Stored data
____

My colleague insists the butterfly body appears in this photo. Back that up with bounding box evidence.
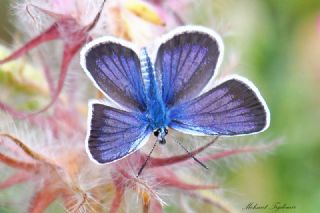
[140,47,170,135]
[81,26,270,164]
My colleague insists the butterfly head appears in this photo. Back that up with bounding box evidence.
[153,128,168,144]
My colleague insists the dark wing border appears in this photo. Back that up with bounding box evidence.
[85,100,151,164]
[153,26,224,107]
[80,36,146,112]
[169,75,270,136]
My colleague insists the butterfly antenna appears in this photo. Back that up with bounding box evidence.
[137,139,158,177]
[174,139,209,170]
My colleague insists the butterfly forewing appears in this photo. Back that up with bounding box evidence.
[81,39,147,112]
[87,102,151,164]
[169,77,269,135]
[155,27,223,107]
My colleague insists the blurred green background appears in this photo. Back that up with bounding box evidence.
[203,0,320,212]
[1,0,320,212]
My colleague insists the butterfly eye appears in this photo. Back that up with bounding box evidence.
[153,129,160,137]
[159,138,166,145]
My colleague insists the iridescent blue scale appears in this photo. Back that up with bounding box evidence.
[140,48,168,130]
[80,26,270,164]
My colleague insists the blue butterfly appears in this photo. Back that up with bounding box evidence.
[80,26,270,167]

____

**What is required:**
An exact copy of all the entries above is required, with every picture left out.

**Solution to this exercise:**
My colleague insists the butterfly body appears in this photo. Back that up with bounding box evidence.
[140,47,170,135]
[81,26,270,164]
My colleague insists the butterfly head appears in this photo. Back that up with bounding box evidence.
[153,128,168,144]
My colleague insists the dark wing border appears in this photo. Back that up with bounding box evidence.
[85,100,151,164]
[153,26,224,107]
[80,36,146,112]
[169,75,270,136]
My colleague insists the butterfly antenna appears in this photo. Back that up with bounding box evidence.
[137,139,158,177]
[174,139,209,170]
My colleague insists the butterfly forewing appears in this photo. Back that up with bounding box evidence.
[81,39,147,112]
[87,102,151,164]
[169,77,269,135]
[155,27,223,107]
My colleague insists the blurred green background appears in this photo. Back that up with bounding box evidence.
[203,0,320,212]
[1,0,320,212]
My colleague insists the butterfly eye appears in this photo. Back that up with bounding box evidence.
[153,129,160,137]
[159,138,166,145]
My colleague insists the iridescent blue scale appears in this photo. Back that up with bounding box evidence.
[140,48,168,130]
[80,26,270,164]
My colleague insists the blue butterfly appears in this photo. Back that up with bounding box evidence.
[80,26,270,167]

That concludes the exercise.